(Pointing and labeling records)
● ● ● ● ●
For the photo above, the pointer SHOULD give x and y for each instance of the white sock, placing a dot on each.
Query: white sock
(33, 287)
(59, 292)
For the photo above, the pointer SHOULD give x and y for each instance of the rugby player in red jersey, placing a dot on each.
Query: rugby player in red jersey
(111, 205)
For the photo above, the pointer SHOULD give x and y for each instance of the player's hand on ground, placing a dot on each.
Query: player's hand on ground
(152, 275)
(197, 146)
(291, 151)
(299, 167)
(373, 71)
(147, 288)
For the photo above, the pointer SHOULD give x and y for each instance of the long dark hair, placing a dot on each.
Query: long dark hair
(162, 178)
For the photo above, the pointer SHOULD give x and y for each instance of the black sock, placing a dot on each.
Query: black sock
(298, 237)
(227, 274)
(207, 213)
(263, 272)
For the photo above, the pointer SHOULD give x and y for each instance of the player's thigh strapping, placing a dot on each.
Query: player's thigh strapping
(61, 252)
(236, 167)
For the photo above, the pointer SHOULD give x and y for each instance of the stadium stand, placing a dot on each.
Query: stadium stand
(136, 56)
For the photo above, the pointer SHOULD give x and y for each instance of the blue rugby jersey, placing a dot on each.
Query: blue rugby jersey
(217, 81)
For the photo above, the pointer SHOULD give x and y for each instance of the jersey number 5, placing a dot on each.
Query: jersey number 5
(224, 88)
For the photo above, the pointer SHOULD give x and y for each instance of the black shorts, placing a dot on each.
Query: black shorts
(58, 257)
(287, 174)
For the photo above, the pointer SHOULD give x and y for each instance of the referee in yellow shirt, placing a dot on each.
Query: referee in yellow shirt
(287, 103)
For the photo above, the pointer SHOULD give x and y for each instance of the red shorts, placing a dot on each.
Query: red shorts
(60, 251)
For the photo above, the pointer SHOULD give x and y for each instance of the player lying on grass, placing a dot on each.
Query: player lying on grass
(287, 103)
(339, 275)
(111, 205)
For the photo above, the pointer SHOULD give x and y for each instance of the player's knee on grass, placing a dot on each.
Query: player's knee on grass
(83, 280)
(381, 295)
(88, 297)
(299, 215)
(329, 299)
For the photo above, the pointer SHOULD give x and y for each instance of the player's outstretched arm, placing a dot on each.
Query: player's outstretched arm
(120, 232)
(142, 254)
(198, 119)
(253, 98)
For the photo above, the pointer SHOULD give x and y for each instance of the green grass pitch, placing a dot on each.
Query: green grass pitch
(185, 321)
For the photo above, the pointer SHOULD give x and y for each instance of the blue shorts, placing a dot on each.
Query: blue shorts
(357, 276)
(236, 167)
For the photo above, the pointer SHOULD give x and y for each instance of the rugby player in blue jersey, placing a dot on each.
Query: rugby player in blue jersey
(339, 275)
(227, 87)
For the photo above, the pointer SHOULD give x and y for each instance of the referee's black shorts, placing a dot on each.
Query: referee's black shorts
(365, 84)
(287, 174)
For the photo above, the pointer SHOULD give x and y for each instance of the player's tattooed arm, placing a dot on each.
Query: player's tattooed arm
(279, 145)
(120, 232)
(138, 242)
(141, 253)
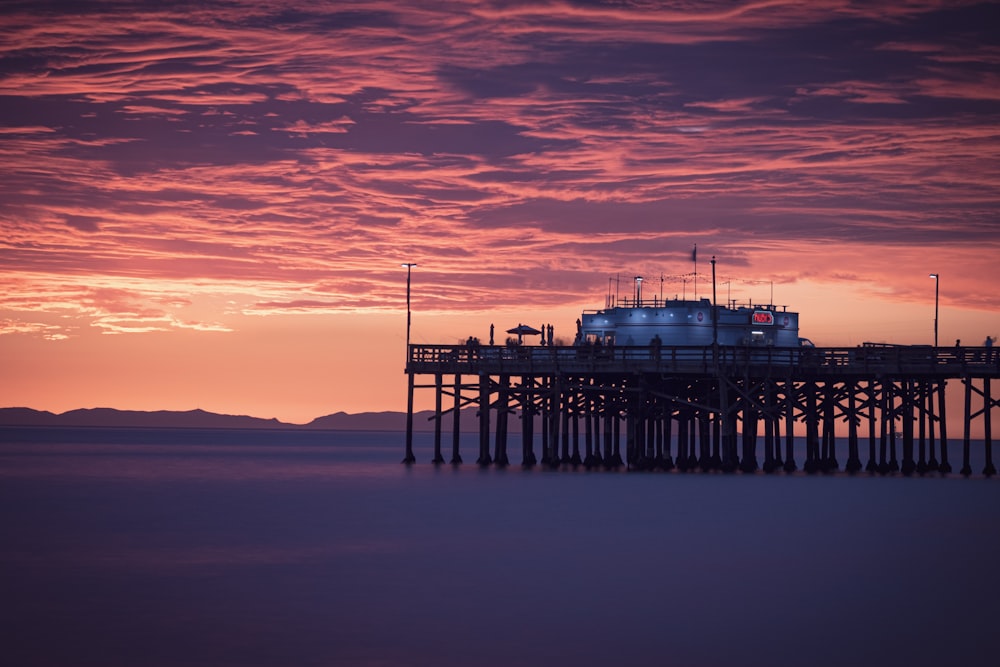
● ● ● ● ●
• Objective: Format the lines of the records above as a Markdown table with columns headed Num and Content, numbering each row and skipping blank lines. Leave the pictures out.

• Answer to this exercise:
| Num | Content |
|---|---|
| 1 | For the photo above, the pointer SHOULD give x and y for each instance of the white sock, placing a dot on each. |
| 2 | Query: white sock |
| 3 | (33, 287) |
| 4 | (59, 292) |
| 5 | For the photo above, the pointer SHOULD give x and y for each instance of the rugby player in red jersey, placing a dot on each. |
| 6 | Query: rugby player in red jersey |
| 7 | (111, 205) |
| 8 | For the photo above, the pointer SHOULD give x and y for each instance of the player's hand on ground, placing a dot on each. |
| 9 | Query: player's hand on ground |
| 10 | (152, 275) |
| 11 | (197, 146) |
| 12 | (291, 151) |
| 13 | (299, 167) |
| 14 | (373, 71) |
| 15 | (147, 288) |
| 16 | For the photo above, the pointer SHOULD give x and y for each instance of the long dark hair, placing a dot on each. |
| 17 | Query: long dark hair |
| 18 | (162, 178) |
| 19 | For the photo above, the pointer SHOULD give x and y for each instance of the black sock, placing a dot on each. |
| 20 | Query: black sock |
| 21 | (298, 237) |
| 22 | (227, 274) |
| 23 | (207, 213) |
| 24 | (263, 272) |
| 25 | For the photo above, the pointer SHOULD give x and y for each instance of the player's thigh strapping, placing a dot on each. |
| 26 | Query: player's thigh strapping |
| 27 | (61, 252) |
| 28 | (236, 167) |
| 29 | For the photo above, the pointer SHOULD give x and y for each instance of the stadium stand, placing a dot on each. |
| 30 | Query: stadium stand |
| 31 | (136, 56) |
| 32 | For the photo above, the pointer SHOULD give x and y for each instance of the blue rugby jersey, placing a dot on each. |
| 33 | Query: blue rugby jersey |
| 34 | (217, 81) |
| 35 | For the photo above, the pointer SHOULD give x and y for each instance of the jersey number 5, placing a dot on each. |
| 36 | Query: jersey number 5 |
| 37 | (224, 88) |
| 38 | For the photo above, the pointer SHOULD give x and y for each instance of the black shorts, placing a dot on each. |
| 39 | Query: black shorts |
| 40 | (58, 257) |
| 41 | (287, 174) |
| 42 | For the photo above, the pointer SHOULD give x and y for each instance of the referee in yellow shirt, placing a dot on each. |
| 43 | Query: referee in yellow shirt |
| 44 | (287, 103) |
| 45 | For the photo above, the pointer SHOULD give x and y for each instance of the red shorts, placing a dot on each. |
| 46 | Query: red shorts |
| 47 | (60, 251) |
| 48 | For the photo above, the pointer SHOULD give x and y for each instance of the player lying on grass, placing a dot on each. |
| 49 | Query: player lying on grass |
| 50 | (287, 103) |
| 51 | (339, 275) |
| 52 | (111, 205) |
| 53 | For the photo above, the pointer SHOULD give x and y for each instance of the player's knee on grass, placing a dot on each. |
| 54 | Query: player's knee on grass |
| 55 | (83, 280) |
| 56 | (381, 295) |
| 57 | (88, 297) |
| 58 | (299, 215) |
| 59 | (329, 299) |
| 60 | For the photo above, the pointer SHOULD give x and y for each instance of the player's outstretched arm, placing a dot on each. |
| 61 | Query: player's outstretched arm |
| 62 | (120, 232) |
| 63 | (142, 254) |
| 64 | (198, 119) |
| 65 | (253, 98) |
| 66 | For the photo above, the pointer SHOULD give x and y for each instance of the green grass pitch, placing a dot on each. |
| 67 | Query: green grass pitch |
| 68 | (185, 321) |
| 69 | For the photo above, the pointer SHOULD give x and y for each instance of the blue shorts, placing a dot on each. |
| 70 | Query: blue shorts |
| 71 | (357, 276) |
| 72 | (236, 167) |
| 73 | For the photo above, the pointer SHOULD give x and y for each instance of the rugby player in blue jersey, placing a dot on each. |
| 74 | Query: rugby player in blue jersey |
| 75 | (339, 275) |
| 76 | (227, 87) |
| 77 | For the photo above, the pointer SHOULD give x and y for each instance of the referee's black shorts, placing a dot on each. |
| 78 | Query: referee's black shorts |
| 79 | (365, 84) |
| 80 | (287, 174) |
| 81 | For the photo above, the pointer SHOULD give x and y for each instance of the player's tattooed arm, placing a dot on each. |
| 82 | Query: player's tattooed arm |
| 83 | (279, 145) |
| 84 | (120, 232) |
| 85 | (138, 242) |
| 86 | (141, 253) |